TEXTAUSZUG ▸
Mehr Rückübernahmeabkommen
Wie die SVP fordert die FDP ausserdem eine Verknüpfung von Entwicklungshilfe und Migrationspolitik. Vor wenigen Tagen erst hat sich der Nationalrat gegen eine strikte Verknüpfung gestellt. Die FDP hält trotzdem an der Forderung fest. Das Ziel seien Rückübernahmeabkommen, sagte Müller.
Damit abgewiesene Asylsuchende in ihre Herkunftsländer zurückgeschickt werden könnten, brauche es mehr solche Abkommen. Justizministerin Simonetta Sommaruga hatte am Sonntag betont, auch der Bundesrat strebe den Abschluss weiterer Abkommen an.
Gegen systematische Grenzkontrollen
In anderen Punkten gehen die Meinungen der bürgerlichen Parteien auseinander. So hält die FDP nichts von systematischen Grenzkontrollen, wie die SVP sie immer wieder fordert. Solche Kontrollen seien nicht realistisch, sagte Müller.
Wenig hält die FDP auch von der Forderung, bereits vor dem Grenzübertritt in die Schweiz zu prüfen, ob eine Person in einem anderen Land registriert wurde. CVP-Präsident Gerhard Pfister (ZG) hatte sich am Sonntag dafür ausgesprochen, Dublin-Fälle an der Grenze zurückzuschicken.
Die FDP hält das aber für keine gute Idee. Man könne das Gerät zur Überprüfung der Fingerabdrücke schon an die Grenze stellen, sagte Müller. Doch das bringe nichts, denn viele Asylsuchende würden im Erstland Italien nicht registriert. Müller wies auch darauf hin, dass Asylsuchende ein Recht auf Prüfung ihres Gesuchs hätten.

AUFGABE ▸
Beantworte anhand des Textauszugs:
1. Wogegen hat sich der Nationalrat vor wenigen Tagen gestellt?
2. Warum lehnt die FDP laut Müller systematische Grenzkontrollen ab?
3. In welchem Erstland werden laut Müller viele Asylsuchende nicht registriert?

GEGEBENES MATERIAL ▸
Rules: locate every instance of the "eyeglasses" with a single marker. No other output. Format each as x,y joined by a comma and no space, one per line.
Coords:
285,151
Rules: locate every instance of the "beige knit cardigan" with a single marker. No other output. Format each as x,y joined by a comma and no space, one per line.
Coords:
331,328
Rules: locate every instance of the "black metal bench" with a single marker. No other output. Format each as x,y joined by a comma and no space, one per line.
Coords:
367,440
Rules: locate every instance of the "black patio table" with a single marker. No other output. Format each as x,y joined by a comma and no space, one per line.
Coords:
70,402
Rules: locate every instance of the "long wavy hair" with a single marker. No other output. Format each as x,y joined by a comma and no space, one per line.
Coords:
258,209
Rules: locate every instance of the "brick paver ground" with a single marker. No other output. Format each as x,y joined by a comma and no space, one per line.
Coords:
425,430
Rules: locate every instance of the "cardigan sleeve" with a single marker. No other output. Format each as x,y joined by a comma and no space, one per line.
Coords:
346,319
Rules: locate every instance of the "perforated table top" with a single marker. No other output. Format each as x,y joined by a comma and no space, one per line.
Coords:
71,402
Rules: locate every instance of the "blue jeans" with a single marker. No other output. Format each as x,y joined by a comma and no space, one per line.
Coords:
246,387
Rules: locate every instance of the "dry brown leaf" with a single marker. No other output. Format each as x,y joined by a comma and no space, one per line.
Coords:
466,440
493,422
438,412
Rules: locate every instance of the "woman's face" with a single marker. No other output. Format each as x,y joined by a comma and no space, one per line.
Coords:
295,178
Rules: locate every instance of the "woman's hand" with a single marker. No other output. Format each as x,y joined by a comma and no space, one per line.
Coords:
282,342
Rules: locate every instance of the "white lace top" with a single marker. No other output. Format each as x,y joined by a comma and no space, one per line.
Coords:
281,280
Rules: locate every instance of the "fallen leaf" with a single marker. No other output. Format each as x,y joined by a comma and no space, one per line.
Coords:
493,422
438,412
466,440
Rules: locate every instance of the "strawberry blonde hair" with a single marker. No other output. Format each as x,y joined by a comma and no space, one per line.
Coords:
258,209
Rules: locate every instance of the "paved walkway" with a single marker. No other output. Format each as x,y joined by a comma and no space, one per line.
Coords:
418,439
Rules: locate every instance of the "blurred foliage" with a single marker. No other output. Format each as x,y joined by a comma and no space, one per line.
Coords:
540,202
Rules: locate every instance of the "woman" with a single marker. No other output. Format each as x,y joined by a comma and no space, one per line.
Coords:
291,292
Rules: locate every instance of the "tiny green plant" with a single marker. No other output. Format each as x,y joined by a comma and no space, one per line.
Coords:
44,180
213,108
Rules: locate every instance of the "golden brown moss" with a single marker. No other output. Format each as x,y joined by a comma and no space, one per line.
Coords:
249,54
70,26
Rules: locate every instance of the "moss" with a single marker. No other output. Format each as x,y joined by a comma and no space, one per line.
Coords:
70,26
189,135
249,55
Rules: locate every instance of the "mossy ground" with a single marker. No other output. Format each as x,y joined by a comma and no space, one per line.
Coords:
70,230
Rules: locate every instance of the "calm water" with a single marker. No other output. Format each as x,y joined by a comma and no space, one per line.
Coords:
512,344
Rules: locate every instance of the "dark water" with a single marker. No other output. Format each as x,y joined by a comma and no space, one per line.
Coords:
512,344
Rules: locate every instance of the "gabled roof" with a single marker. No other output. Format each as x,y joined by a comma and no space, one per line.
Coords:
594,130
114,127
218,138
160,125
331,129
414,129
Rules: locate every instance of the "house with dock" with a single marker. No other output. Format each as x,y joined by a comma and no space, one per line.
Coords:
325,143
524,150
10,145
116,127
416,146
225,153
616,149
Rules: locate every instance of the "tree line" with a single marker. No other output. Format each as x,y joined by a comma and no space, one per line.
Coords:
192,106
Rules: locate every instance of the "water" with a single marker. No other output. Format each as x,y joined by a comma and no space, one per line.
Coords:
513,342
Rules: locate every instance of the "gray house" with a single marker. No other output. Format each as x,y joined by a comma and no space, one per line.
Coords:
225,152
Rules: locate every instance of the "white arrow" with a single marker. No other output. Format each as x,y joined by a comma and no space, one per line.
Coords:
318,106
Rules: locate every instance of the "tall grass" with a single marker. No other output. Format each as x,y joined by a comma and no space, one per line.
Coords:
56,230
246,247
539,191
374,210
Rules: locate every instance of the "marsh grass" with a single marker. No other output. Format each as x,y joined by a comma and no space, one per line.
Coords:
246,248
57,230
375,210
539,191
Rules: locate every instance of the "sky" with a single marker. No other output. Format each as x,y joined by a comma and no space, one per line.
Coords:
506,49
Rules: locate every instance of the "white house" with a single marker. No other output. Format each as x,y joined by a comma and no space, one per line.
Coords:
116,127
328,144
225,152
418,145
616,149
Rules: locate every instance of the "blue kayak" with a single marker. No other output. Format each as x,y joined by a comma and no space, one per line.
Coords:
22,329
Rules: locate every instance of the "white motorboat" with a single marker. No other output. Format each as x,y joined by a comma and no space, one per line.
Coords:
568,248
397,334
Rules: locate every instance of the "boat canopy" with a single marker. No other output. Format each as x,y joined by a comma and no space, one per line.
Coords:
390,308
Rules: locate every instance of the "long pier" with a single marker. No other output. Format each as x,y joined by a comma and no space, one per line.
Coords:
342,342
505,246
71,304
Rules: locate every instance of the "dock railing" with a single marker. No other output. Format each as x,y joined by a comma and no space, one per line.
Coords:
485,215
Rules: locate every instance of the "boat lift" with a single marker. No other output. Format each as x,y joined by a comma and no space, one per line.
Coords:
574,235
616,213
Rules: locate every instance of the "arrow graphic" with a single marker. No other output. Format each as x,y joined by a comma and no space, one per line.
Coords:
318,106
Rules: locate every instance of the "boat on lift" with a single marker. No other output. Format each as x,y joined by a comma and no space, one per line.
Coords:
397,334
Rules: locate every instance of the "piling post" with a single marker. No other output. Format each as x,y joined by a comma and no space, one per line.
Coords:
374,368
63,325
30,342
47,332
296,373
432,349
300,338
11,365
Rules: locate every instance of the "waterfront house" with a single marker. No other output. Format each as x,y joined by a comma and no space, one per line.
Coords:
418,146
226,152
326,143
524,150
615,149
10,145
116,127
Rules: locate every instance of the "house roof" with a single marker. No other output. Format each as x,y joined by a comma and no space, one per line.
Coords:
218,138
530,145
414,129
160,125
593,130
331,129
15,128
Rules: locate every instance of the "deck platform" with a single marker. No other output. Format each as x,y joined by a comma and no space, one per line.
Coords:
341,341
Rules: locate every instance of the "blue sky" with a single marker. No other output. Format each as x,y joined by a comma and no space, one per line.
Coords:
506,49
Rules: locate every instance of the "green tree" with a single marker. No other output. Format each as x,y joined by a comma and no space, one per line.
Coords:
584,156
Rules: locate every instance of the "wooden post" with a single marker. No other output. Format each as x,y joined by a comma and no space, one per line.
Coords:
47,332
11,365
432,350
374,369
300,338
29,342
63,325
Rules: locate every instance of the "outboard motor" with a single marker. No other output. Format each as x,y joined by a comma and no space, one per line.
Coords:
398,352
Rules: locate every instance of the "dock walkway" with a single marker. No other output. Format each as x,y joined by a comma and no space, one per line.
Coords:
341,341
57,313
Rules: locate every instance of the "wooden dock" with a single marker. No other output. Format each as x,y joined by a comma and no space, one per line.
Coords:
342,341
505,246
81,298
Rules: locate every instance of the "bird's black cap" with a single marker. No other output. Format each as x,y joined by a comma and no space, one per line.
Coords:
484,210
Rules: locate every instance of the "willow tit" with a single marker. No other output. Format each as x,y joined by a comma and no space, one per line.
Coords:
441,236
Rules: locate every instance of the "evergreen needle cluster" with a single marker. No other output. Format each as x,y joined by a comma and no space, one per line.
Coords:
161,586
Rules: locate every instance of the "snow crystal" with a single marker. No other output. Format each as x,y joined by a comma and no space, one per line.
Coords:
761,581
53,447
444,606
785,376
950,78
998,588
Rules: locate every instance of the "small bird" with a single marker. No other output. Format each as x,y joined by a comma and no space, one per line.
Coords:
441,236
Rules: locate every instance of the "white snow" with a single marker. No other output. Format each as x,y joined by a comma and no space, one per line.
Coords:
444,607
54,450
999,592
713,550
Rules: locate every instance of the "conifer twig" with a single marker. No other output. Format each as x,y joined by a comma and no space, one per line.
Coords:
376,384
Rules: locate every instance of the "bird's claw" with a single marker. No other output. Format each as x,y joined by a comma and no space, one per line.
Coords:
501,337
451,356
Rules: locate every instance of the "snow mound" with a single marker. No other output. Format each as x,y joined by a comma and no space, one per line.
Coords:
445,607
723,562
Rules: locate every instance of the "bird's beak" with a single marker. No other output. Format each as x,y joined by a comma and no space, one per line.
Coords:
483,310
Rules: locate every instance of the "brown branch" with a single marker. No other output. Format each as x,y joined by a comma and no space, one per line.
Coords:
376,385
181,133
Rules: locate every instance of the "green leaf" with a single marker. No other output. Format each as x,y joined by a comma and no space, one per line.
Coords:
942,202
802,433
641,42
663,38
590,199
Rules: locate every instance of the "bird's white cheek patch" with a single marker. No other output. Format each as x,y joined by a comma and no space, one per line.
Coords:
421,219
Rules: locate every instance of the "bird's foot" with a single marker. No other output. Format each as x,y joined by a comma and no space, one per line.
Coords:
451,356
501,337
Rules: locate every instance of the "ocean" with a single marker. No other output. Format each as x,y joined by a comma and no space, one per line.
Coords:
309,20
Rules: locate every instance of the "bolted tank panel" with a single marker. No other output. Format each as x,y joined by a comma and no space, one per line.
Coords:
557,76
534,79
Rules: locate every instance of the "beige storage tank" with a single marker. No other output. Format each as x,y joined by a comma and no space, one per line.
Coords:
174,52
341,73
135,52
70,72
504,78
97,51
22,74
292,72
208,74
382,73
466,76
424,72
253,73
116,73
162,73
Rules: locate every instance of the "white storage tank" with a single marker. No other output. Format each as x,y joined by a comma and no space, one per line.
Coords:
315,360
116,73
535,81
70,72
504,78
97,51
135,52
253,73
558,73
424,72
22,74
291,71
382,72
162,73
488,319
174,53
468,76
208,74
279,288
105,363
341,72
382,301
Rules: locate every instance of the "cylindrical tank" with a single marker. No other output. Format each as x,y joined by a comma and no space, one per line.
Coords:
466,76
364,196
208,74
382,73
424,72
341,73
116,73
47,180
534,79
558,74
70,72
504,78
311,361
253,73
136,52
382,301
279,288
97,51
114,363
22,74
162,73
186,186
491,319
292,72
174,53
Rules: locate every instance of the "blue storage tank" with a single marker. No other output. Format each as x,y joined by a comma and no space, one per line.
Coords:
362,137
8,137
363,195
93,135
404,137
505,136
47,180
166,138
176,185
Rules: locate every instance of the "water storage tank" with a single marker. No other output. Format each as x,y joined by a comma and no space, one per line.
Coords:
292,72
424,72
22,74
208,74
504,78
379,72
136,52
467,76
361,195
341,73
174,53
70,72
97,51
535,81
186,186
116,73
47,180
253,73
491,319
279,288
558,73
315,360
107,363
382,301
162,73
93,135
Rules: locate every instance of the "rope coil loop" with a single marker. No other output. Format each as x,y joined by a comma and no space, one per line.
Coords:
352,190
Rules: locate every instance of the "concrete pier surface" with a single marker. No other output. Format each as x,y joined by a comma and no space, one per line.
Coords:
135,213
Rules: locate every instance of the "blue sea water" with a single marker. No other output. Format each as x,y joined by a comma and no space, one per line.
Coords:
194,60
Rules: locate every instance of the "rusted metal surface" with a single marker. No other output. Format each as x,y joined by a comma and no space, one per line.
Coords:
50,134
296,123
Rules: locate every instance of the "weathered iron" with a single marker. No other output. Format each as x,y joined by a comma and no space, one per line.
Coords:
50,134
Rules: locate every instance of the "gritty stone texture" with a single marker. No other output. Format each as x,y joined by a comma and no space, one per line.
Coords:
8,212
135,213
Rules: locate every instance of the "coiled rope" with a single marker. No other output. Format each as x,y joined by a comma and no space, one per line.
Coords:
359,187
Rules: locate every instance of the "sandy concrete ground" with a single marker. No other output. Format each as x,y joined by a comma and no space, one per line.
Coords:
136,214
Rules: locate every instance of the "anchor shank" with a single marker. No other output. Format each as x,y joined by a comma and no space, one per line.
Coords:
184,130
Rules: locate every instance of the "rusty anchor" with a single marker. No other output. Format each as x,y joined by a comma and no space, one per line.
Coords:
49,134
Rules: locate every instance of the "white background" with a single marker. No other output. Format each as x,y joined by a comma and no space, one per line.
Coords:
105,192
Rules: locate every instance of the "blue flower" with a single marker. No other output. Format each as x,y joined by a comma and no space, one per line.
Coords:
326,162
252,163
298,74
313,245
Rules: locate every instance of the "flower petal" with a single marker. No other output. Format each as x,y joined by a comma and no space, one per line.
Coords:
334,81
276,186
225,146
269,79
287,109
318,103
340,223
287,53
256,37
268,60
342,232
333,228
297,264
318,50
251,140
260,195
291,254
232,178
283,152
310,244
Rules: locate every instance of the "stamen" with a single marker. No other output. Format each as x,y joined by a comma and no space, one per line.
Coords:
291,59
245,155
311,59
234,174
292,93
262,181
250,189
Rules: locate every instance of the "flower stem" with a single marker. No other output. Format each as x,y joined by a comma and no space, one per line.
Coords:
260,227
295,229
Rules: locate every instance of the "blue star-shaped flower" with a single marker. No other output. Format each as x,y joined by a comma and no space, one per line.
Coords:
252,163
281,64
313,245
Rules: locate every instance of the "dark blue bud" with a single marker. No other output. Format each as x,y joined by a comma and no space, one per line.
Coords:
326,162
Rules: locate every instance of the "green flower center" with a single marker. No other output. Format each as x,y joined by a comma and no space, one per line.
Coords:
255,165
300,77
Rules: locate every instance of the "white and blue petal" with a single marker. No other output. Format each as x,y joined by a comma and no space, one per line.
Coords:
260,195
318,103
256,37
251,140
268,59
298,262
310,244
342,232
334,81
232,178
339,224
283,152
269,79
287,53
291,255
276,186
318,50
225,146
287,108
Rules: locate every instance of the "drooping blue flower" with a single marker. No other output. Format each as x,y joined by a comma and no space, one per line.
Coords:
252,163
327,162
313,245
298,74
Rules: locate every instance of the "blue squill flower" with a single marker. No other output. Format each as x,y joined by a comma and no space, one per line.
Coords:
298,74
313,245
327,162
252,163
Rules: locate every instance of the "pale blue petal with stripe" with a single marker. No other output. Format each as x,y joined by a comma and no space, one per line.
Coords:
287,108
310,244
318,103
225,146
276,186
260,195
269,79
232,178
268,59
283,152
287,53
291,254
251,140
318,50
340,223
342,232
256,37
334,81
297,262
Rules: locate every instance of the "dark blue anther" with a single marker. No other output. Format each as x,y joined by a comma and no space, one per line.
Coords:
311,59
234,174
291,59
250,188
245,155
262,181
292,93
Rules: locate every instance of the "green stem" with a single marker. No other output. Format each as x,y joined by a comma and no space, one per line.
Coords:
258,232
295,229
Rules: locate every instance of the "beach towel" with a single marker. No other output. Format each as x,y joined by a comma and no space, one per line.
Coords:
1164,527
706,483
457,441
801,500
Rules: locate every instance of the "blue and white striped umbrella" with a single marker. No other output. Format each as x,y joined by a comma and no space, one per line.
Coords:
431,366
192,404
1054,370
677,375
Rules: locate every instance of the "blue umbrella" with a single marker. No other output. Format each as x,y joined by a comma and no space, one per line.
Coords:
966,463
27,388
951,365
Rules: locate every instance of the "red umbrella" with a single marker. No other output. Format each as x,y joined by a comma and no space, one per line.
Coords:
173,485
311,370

LÖSUNG ▸
1. Gegen eine strikte Verknüpfung von Entwicklungshilfe und Migrationspolitik.
2. Solche Kontrollen seien nicht realistisch.
3. In Italien.